▶ **Stored records**
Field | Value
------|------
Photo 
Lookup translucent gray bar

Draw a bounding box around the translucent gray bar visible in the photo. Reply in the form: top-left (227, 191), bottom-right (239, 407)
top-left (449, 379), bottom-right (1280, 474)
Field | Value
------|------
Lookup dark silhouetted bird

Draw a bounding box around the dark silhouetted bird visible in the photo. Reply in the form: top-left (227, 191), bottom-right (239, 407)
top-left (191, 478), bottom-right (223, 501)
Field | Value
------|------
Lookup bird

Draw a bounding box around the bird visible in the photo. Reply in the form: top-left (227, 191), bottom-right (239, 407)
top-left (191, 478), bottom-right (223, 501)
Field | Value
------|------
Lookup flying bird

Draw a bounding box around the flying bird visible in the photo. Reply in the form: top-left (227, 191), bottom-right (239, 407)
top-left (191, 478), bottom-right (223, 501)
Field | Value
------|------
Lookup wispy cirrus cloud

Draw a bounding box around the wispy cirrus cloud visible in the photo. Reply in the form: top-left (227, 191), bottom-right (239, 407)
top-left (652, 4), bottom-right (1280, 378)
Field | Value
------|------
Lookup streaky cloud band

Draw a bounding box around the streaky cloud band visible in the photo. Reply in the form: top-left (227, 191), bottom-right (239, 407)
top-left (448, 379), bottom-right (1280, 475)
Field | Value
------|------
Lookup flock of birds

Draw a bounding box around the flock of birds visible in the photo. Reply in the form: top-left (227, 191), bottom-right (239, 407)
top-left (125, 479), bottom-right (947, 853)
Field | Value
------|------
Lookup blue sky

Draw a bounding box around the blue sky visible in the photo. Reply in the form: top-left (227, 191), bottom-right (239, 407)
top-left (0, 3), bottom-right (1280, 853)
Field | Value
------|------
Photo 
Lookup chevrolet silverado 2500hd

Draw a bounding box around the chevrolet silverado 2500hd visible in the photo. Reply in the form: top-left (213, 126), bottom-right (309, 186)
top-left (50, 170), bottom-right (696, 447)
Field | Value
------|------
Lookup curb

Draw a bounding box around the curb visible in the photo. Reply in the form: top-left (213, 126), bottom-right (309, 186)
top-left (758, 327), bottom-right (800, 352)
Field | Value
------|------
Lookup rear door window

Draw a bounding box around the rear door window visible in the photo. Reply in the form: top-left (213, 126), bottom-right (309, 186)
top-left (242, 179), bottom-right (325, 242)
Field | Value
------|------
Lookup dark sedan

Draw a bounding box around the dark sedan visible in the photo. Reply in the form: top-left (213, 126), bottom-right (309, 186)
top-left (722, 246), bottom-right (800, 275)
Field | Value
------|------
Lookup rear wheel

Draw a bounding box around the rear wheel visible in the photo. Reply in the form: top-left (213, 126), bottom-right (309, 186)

▶ **Exercise instructions**
Return every line of the records above without changing anything, from the first line to the last.

▶ **Task response**
Field | Value
------|------
Photo 
Lookup translucent gray bar

Draw a bounding box around the translucent gray bar visible in the photo. Reply in the form: top-left (227, 191), bottom-right (239, 407)
top-left (449, 379), bottom-right (1280, 474)
Field | Value
------|------
Lookup dark silhouetted bird

Draw a bounding box around the dark silhouetted bird visible in the photo. Reply in the form: top-left (227, 191), bottom-right (239, 407)
top-left (191, 478), bottom-right (223, 501)
Field | Value
------|------
Lookup bird

Draw a bounding box around the bird visible in the photo. Reply in the form: top-left (227, 191), bottom-right (239, 407)
top-left (191, 478), bottom-right (223, 501)
Field | Value
------|------
Lookup flying bird

Draw a bounding box around the flying bird visible in the photo. Reply in the form: top-left (227, 191), bottom-right (239, 407)
top-left (191, 478), bottom-right (223, 501)
Field | Value
------|------
Lookup wispy cirrus cloud

Draw a bounding box around the wispy cirrus cloud visible in the photo. Reply in the form: top-left (227, 191), bottom-right (239, 407)
top-left (652, 4), bottom-right (1280, 378)
Field | Value
------|------
Lookup streaky cloud band

Draw a bounding box around the streaky cloud band visible in the photo. Reply in the form: top-left (227, 191), bottom-right (239, 407)
top-left (448, 379), bottom-right (1280, 475)
Field | Value
------|------
Lookup flock of birds

Draw a bounding box around the flock of birds visible in the photo. Reply in the form: top-left (227, 191), bottom-right (239, 407)
top-left (125, 479), bottom-right (947, 853)
Field | Value
------|------
Lookup blue sky

Draw a bounding box around the blue sky visible in the photo. Reply in the form: top-left (227, 191), bottom-right (239, 407)
top-left (0, 3), bottom-right (1280, 853)
Field | Value
------|------
Photo 
Lookup chevrolet silverado 2500hd

Draw a bounding box around the chevrolet silverado 2500hd visible in the photo. Reply in the form: top-left (213, 126), bottom-right (309, 186)
top-left (50, 170), bottom-right (696, 447)
Field | Value
------|------
Lookup curb

Draw a bounding box around the curb visible in the photo. Reply in the form: top-left (213, 126), bottom-right (309, 186)
top-left (758, 327), bottom-right (800, 352)
Field | Value
------|------
Lookup rear door window

Draw a bounding box around the rear door window visible in the photo. Reply in the form: top-left (213, 126), bottom-right (309, 186)
top-left (242, 179), bottom-right (325, 242)
Field | Value
------|------
Lookup dark sedan

Draw a bounding box around the dark sedan visible in the photo. Reply in the form: top-left (213, 126), bottom-right (309, 186)
top-left (722, 246), bottom-right (800, 275)
Field | Value
------|------
Lookup rear wheel

Draw a bounding box around the rear wheel visible in the photo. Reply in the form: top-left (213, 126), bottom-right (309, 186)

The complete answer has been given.